WHAT YOU WILL DO
Count up the lines below that hold "shoe", then give that count by itself.

*** Opening of MATERIAL FOR THIS EXERCISE ***

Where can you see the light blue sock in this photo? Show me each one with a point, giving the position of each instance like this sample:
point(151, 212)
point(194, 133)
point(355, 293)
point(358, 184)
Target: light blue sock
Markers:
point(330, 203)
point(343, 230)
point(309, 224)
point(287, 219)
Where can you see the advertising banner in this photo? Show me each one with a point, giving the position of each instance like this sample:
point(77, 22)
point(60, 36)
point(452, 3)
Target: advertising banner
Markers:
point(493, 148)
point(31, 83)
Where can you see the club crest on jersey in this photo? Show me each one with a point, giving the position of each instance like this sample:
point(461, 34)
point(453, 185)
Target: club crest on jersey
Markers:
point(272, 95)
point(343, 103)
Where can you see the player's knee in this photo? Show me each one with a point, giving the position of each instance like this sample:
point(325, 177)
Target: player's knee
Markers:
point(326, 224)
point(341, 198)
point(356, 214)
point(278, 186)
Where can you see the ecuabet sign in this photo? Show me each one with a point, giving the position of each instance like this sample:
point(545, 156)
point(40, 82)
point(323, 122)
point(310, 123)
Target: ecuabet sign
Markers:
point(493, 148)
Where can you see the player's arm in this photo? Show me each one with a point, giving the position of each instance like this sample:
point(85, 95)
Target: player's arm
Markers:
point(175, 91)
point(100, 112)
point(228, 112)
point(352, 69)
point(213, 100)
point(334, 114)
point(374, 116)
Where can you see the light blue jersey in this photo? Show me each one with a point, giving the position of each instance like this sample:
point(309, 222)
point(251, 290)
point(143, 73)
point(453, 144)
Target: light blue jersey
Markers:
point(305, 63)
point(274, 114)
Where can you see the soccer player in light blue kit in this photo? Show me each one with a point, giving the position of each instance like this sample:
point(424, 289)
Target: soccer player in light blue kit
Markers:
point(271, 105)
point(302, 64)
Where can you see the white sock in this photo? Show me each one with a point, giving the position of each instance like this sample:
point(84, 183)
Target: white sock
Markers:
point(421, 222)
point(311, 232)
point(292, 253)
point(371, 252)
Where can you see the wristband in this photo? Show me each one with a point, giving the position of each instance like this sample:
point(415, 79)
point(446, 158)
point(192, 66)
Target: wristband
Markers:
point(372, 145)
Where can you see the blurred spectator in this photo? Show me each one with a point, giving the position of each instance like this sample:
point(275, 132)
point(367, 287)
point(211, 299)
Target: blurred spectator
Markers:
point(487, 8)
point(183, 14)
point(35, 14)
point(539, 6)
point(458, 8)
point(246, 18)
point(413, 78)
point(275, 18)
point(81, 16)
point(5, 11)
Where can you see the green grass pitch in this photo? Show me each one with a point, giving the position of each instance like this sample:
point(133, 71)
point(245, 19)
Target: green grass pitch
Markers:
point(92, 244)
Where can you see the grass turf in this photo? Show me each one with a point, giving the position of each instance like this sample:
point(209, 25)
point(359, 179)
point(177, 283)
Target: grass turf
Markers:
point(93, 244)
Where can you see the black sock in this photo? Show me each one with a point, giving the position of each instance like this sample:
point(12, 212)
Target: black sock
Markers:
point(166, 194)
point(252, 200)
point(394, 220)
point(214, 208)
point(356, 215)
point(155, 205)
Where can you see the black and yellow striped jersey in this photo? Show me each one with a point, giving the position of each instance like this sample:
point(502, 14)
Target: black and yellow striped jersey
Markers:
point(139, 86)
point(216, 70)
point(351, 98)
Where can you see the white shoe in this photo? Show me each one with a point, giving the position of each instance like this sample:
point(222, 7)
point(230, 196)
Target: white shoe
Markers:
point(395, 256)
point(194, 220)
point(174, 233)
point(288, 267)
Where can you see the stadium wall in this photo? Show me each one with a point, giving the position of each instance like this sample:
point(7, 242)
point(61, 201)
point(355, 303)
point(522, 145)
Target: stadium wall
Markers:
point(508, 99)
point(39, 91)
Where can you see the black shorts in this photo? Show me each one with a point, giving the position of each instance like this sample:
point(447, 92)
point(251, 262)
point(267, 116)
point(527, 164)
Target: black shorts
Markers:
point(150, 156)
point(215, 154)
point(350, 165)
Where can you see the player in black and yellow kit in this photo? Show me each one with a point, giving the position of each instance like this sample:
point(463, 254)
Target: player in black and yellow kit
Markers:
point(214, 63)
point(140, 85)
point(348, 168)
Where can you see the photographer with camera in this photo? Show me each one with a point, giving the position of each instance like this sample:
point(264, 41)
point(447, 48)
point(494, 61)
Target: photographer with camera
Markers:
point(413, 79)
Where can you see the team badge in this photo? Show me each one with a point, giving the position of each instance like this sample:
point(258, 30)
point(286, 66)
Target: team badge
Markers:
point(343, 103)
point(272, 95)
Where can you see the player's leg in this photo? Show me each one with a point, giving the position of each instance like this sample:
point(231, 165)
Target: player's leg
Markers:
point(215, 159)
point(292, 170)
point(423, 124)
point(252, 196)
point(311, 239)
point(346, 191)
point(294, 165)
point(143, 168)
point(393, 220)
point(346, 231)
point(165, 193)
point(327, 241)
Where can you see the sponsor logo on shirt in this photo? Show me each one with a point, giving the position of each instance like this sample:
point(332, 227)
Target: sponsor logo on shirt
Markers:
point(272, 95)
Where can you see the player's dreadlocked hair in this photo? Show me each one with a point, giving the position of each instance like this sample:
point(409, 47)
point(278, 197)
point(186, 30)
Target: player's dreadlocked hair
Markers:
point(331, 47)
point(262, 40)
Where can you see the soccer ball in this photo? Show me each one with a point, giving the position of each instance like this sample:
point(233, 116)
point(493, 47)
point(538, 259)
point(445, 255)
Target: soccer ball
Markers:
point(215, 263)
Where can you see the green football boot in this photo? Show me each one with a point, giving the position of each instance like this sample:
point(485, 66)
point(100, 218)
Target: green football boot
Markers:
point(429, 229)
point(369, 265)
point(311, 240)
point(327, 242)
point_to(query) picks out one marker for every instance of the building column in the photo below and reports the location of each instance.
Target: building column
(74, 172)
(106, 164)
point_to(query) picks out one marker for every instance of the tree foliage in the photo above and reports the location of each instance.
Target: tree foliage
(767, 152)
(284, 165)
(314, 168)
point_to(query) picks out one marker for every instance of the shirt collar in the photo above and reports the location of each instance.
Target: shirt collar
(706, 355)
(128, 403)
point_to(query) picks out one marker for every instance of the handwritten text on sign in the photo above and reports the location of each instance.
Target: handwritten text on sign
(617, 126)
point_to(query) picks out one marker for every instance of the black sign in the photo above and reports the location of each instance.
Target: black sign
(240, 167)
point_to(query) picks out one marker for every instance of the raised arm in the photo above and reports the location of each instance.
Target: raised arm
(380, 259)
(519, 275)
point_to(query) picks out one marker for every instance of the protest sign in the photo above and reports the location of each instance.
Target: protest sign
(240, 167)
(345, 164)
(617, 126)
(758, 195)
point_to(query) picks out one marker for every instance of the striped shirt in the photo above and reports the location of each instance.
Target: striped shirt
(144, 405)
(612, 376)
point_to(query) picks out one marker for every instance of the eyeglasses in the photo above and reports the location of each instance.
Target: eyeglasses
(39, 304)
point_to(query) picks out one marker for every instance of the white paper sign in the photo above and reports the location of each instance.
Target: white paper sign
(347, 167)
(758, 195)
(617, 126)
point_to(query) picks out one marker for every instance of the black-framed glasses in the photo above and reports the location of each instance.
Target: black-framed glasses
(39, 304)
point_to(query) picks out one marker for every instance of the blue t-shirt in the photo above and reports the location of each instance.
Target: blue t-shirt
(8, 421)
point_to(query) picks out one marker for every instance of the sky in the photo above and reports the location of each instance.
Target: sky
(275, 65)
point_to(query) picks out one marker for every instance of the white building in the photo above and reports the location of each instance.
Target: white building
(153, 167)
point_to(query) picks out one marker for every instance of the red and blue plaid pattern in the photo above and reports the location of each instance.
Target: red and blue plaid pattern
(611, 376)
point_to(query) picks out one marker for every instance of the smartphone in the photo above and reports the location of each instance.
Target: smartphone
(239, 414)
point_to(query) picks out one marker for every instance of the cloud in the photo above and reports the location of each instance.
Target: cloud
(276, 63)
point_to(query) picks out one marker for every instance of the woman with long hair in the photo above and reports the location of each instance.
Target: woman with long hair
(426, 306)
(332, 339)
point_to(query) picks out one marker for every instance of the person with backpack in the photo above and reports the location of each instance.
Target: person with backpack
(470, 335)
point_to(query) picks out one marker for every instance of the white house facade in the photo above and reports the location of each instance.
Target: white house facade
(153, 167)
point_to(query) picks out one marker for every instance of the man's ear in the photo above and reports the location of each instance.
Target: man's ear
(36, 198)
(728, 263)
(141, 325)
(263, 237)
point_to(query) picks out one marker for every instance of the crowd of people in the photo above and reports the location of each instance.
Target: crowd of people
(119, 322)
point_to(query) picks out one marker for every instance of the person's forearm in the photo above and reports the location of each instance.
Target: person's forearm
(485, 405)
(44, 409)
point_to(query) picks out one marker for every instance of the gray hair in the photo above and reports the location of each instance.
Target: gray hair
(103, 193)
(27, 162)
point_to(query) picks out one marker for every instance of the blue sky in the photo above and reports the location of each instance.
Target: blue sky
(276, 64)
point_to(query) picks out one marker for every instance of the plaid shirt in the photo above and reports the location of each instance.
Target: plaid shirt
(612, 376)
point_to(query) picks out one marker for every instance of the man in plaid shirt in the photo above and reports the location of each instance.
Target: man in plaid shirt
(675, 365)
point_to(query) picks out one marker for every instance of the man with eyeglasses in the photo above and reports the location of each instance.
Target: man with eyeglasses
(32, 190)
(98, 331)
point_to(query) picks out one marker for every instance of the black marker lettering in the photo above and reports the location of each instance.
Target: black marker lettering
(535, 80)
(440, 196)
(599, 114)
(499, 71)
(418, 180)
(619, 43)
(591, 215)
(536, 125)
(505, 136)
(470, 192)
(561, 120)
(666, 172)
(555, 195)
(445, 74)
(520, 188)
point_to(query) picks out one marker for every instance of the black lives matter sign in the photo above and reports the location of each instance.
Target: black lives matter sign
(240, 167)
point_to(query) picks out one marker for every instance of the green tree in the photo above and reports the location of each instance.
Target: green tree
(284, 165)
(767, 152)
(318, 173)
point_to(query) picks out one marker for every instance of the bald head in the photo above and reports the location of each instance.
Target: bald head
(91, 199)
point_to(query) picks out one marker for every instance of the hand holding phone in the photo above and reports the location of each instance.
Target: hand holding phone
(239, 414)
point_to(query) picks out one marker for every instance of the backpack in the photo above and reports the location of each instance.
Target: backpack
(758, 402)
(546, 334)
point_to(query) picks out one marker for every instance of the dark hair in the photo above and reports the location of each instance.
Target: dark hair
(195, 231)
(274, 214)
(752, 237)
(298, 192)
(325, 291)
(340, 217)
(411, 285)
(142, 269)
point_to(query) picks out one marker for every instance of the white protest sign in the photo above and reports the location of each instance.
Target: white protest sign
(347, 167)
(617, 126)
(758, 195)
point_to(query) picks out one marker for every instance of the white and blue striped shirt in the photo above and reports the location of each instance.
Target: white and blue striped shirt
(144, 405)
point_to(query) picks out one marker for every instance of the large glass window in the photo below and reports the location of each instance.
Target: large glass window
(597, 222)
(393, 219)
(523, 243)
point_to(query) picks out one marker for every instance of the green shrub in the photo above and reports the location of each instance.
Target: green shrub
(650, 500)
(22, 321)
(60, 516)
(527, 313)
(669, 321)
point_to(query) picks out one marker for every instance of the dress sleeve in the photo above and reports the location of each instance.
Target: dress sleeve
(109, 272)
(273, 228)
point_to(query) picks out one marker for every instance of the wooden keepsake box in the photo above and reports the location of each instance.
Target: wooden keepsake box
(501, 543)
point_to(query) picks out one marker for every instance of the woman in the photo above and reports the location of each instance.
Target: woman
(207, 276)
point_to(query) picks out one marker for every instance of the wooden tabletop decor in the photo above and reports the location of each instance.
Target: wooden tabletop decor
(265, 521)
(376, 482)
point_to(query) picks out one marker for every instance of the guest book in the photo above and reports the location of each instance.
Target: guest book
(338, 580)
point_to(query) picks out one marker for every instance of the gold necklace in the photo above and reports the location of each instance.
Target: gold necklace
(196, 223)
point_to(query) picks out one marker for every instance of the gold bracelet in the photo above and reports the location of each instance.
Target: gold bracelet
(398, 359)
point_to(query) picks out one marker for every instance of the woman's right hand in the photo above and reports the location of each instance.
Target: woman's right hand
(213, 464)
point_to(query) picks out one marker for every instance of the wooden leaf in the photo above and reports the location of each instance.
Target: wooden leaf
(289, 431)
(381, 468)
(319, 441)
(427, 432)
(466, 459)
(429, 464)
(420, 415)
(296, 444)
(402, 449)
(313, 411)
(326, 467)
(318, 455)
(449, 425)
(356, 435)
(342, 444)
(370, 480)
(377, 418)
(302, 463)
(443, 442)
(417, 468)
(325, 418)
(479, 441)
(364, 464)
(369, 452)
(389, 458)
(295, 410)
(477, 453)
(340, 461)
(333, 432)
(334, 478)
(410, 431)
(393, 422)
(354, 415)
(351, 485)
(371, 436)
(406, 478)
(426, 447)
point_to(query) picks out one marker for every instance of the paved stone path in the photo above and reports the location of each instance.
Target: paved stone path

*** Close of MATERIAL FOR THIS EXERCISE ***

SOLUTION TO THIS PROBLEM
2